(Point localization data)
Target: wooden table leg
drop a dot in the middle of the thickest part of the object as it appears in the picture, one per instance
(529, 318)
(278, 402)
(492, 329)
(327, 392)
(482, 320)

* _INSTRUCTIONS FOR THE TASK_:
Write out each entry again, character for character.

* _OUTPUT BELOW_:
Target: wooden table leg
drop a dot in the middle of the thickest part of the object as it appears in the picture, one per instance
(529, 318)
(278, 402)
(492, 329)
(327, 392)
(482, 320)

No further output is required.